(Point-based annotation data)
────────────────
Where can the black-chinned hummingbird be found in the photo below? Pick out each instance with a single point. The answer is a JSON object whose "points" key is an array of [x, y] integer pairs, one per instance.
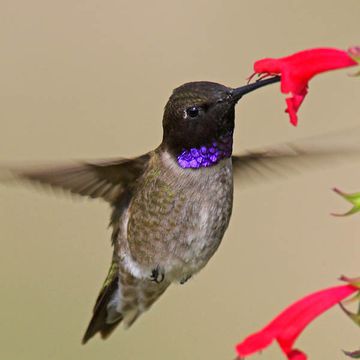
{"points": [[171, 206]]}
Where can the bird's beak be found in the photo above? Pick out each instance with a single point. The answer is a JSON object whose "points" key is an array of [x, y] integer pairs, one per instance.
{"points": [[238, 93]]}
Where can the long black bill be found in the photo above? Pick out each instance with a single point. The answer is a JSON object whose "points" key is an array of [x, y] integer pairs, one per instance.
{"points": [[242, 90]]}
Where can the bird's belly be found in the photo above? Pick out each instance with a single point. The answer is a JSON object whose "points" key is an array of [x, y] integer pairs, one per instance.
{"points": [[177, 222], [202, 223]]}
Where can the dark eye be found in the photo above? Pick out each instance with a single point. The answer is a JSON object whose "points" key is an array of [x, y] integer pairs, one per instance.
{"points": [[192, 111]]}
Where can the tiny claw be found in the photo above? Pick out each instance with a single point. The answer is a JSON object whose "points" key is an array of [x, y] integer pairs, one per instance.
{"points": [[157, 275]]}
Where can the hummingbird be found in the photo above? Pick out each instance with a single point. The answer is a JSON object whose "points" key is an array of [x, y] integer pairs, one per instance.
{"points": [[170, 206]]}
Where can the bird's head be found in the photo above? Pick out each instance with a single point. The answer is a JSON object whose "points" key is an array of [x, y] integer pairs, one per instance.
{"points": [[199, 114]]}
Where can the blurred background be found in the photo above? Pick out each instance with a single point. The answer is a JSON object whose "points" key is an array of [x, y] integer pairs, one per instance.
{"points": [[89, 79]]}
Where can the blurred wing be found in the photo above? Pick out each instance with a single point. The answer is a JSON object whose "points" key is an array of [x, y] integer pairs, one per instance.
{"points": [[289, 159], [101, 179]]}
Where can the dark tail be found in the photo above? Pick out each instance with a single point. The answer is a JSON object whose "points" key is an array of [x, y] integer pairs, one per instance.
{"points": [[98, 321]]}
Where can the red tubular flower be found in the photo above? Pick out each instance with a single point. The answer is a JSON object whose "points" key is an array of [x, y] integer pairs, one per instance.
{"points": [[287, 326], [297, 70]]}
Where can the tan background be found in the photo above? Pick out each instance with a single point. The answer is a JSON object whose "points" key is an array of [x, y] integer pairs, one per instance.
{"points": [[89, 79]]}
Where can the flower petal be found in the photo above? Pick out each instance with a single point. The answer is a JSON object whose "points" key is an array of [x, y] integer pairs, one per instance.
{"points": [[298, 69], [287, 326], [353, 354]]}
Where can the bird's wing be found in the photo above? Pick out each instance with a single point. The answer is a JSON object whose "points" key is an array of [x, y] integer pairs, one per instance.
{"points": [[101, 179], [284, 160]]}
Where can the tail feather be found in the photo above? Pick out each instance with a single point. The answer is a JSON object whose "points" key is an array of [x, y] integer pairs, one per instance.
{"points": [[99, 321], [123, 298]]}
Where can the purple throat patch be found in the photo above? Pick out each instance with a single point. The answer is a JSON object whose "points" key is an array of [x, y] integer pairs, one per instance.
{"points": [[207, 155]]}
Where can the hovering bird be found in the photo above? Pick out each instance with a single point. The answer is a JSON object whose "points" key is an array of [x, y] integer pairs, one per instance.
{"points": [[171, 206]]}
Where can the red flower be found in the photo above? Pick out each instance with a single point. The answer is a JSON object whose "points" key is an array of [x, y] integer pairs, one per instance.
{"points": [[287, 326], [297, 70]]}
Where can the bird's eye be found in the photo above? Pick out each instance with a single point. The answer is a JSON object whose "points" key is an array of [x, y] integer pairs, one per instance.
{"points": [[193, 111]]}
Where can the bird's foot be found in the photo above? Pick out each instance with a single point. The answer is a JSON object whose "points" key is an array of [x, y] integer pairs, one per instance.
{"points": [[185, 279], [157, 275]]}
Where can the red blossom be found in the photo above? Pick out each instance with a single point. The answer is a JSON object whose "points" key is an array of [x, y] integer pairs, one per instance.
{"points": [[298, 69], [287, 326]]}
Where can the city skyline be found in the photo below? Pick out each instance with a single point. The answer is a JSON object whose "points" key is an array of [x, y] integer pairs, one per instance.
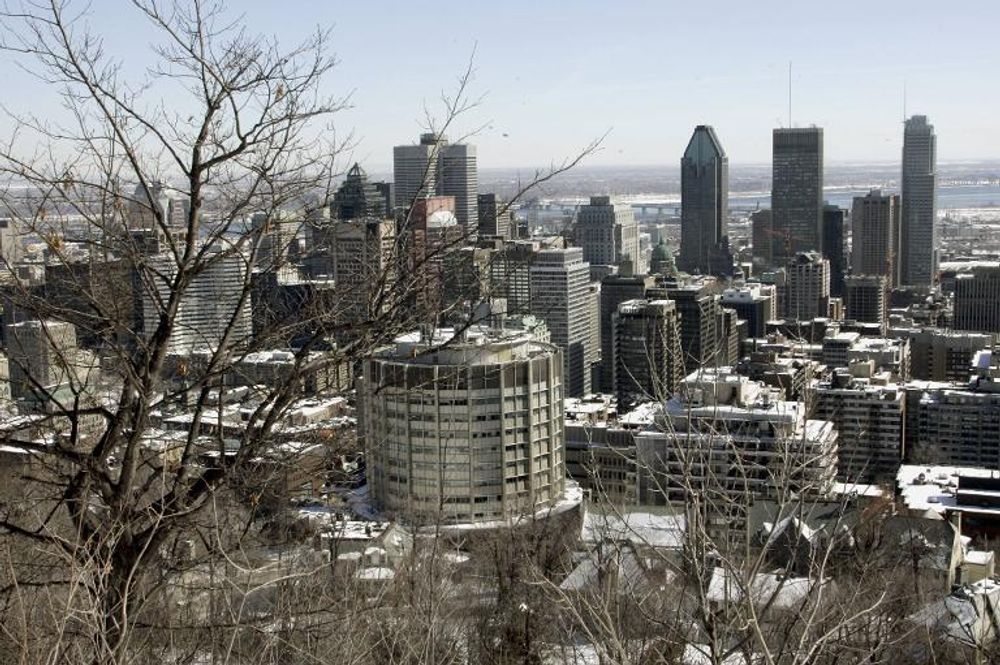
{"points": [[549, 100]]}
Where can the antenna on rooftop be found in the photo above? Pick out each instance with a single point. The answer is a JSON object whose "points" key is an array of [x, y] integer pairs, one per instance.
{"points": [[904, 100]]}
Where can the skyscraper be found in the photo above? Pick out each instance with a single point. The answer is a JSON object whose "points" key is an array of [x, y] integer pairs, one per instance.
{"points": [[414, 170], [796, 192], [867, 298], [494, 220], [646, 351], [698, 306], [833, 247], [560, 296], [435, 166], [705, 205], [616, 289], [807, 292], [918, 224], [458, 176], [874, 234], [356, 197], [213, 308], [977, 300], [429, 458], [607, 232], [762, 237]]}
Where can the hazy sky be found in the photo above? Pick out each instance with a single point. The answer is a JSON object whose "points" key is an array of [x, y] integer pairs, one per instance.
{"points": [[554, 75]]}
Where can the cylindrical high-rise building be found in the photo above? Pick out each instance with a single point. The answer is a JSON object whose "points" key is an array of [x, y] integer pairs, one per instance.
{"points": [[918, 224], [467, 432]]}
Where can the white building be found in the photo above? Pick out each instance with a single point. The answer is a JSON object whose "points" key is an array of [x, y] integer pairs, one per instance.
{"points": [[727, 439], [608, 233], [214, 306], [561, 296]]}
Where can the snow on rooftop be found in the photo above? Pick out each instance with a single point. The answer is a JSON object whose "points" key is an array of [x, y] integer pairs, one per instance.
{"points": [[639, 528], [932, 488]]}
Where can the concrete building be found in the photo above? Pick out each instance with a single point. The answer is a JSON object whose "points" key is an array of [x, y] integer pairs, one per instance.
{"points": [[364, 267], [510, 274], [977, 300], [494, 218], [356, 197], [731, 333], [834, 247], [754, 303], [560, 296], [42, 358], [157, 216], [887, 355], [796, 192], [875, 236], [728, 440], [662, 261], [11, 251], [806, 294], [432, 232], [943, 355], [278, 239], [215, 304], [870, 416], [705, 206], [468, 432], [698, 305], [646, 351], [608, 233], [918, 221], [956, 423], [762, 239], [616, 289], [866, 299], [435, 167], [415, 170]]}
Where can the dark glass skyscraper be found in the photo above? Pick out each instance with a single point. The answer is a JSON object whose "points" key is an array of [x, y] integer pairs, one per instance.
{"points": [[918, 226], [705, 205], [357, 197], [796, 192], [833, 247]]}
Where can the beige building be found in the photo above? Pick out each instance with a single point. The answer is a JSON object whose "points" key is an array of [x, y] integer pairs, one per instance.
{"points": [[875, 236]]}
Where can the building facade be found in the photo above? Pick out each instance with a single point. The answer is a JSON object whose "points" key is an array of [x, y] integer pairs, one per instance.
{"points": [[472, 432], [870, 419], [608, 233], [834, 248], [977, 300], [616, 289], [214, 307], [796, 192], [866, 299], [806, 294], [560, 296], [875, 236], [435, 167], [705, 205]]}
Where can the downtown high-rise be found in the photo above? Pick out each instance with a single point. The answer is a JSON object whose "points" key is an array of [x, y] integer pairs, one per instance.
{"points": [[436, 167], [608, 233], [918, 225], [796, 192], [705, 205]]}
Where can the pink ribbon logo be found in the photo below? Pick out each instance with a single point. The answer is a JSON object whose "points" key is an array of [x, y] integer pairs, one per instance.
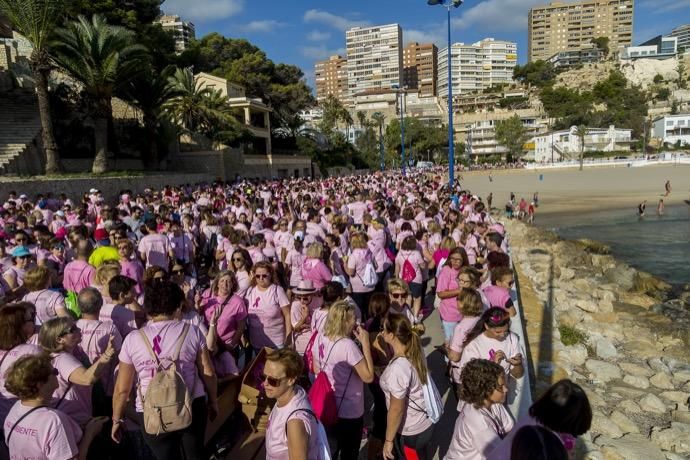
{"points": [[157, 345]]}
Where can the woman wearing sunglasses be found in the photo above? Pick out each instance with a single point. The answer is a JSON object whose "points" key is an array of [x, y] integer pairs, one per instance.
{"points": [[35, 428], [17, 325], [242, 266], [348, 368], [165, 333], [269, 309], [292, 427], [60, 337], [49, 304]]}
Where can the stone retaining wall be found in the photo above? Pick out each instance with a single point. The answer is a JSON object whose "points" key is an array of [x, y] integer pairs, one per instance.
{"points": [[110, 186]]}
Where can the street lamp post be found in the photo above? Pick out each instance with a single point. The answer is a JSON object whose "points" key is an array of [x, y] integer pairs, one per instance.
{"points": [[448, 4]]}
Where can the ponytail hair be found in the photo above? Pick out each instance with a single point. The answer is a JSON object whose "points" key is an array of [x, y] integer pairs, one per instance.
{"points": [[401, 328], [493, 317]]}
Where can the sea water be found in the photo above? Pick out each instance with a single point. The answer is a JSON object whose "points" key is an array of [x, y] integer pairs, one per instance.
{"points": [[659, 245]]}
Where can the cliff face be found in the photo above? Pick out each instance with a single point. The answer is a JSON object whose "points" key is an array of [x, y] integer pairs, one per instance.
{"points": [[598, 322]]}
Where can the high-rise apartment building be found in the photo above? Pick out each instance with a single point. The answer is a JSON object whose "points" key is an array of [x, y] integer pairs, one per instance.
{"points": [[331, 78], [182, 31], [420, 68], [682, 33], [477, 66], [374, 58], [569, 26]]}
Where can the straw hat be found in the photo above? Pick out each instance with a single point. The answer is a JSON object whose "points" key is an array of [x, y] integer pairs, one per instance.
{"points": [[304, 287]]}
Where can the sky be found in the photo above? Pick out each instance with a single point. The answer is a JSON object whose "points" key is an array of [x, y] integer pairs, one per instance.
{"points": [[300, 32]]}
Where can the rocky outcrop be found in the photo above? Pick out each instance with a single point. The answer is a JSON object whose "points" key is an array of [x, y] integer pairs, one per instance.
{"points": [[610, 333]]}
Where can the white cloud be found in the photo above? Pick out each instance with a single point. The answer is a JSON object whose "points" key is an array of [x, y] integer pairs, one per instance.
{"points": [[317, 36], [496, 16], [332, 20], [203, 10], [267, 25], [320, 52]]}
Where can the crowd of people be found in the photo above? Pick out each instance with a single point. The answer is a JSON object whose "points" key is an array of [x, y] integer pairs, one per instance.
{"points": [[119, 321]]}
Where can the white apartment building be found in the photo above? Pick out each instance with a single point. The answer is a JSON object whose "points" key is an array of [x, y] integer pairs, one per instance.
{"points": [[374, 58], [673, 128], [566, 144], [477, 66], [183, 32]]}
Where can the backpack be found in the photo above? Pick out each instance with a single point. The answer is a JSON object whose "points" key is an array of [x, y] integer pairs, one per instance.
{"points": [[322, 395], [408, 271], [168, 402]]}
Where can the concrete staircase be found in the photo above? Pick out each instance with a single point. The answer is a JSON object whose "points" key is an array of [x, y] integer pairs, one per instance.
{"points": [[20, 128]]}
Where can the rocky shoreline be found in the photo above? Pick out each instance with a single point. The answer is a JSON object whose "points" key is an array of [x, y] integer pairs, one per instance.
{"points": [[613, 330]]}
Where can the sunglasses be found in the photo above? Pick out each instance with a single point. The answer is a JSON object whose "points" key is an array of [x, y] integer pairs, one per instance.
{"points": [[271, 381], [71, 330]]}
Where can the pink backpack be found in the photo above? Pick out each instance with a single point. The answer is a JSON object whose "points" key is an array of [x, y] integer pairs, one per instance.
{"points": [[322, 395], [408, 271]]}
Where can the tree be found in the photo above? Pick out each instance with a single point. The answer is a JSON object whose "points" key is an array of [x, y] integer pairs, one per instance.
{"points": [[512, 134], [603, 44], [36, 20], [102, 58], [149, 92], [581, 133]]}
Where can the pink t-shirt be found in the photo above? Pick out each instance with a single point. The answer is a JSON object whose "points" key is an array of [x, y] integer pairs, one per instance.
{"points": [[44, 434], [266, 320], [155, 250], [497, 296], [448, 281], [358, 261], [415, 258], [163, 337], [47, 303], [301, 338], [78, 275], [7, 399], [317, 272], [276, 432], [77, 398], [476, 431], [338, 360], [234, 311], [121, 316], [401, 381], [458, 339], [95, 336]]}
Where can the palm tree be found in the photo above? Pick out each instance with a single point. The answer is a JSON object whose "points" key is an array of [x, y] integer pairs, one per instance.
{"points": [[36, 20], [103, 58], [201, 110], [581, 133], [149, 92]]}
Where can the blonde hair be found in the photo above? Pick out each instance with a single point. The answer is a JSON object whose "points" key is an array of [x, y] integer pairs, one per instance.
{"points": [[36, 278], [400, 327], [51, 331], [397, 283], [339, 315], [315, 250], [358, 241]]}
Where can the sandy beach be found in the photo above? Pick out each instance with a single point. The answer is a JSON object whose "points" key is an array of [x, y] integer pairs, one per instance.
{"points": [[571, 190]]}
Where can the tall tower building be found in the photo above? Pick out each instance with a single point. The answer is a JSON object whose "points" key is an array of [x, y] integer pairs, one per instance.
{"points": [[420, 68], [374, 58], [331, 78], [182, 31], [570, 26], [477, 66], [682, 33]]}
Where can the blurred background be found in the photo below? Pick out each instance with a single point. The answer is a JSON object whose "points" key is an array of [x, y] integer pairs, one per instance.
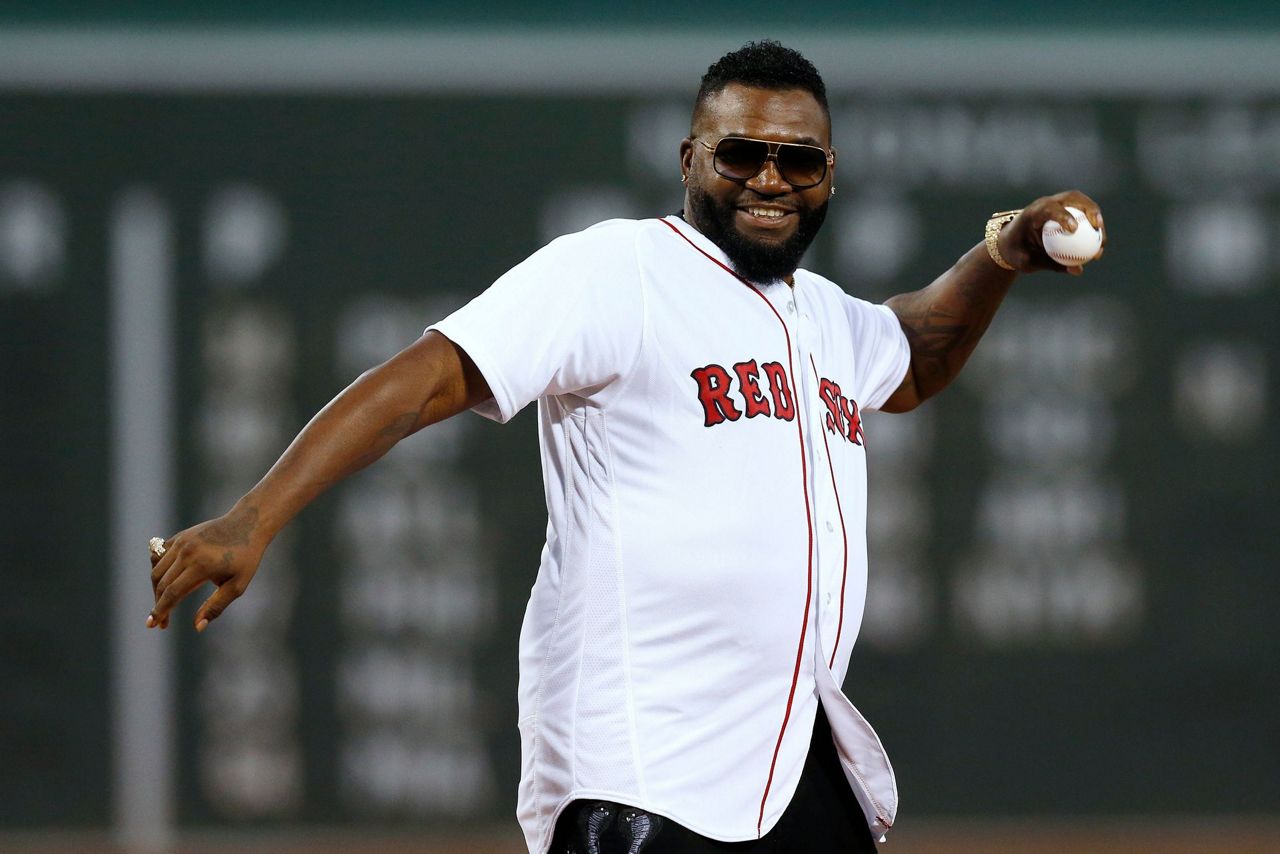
────────────────
How many lines in the material above contain the word "white"? Give only the number.

Reply
3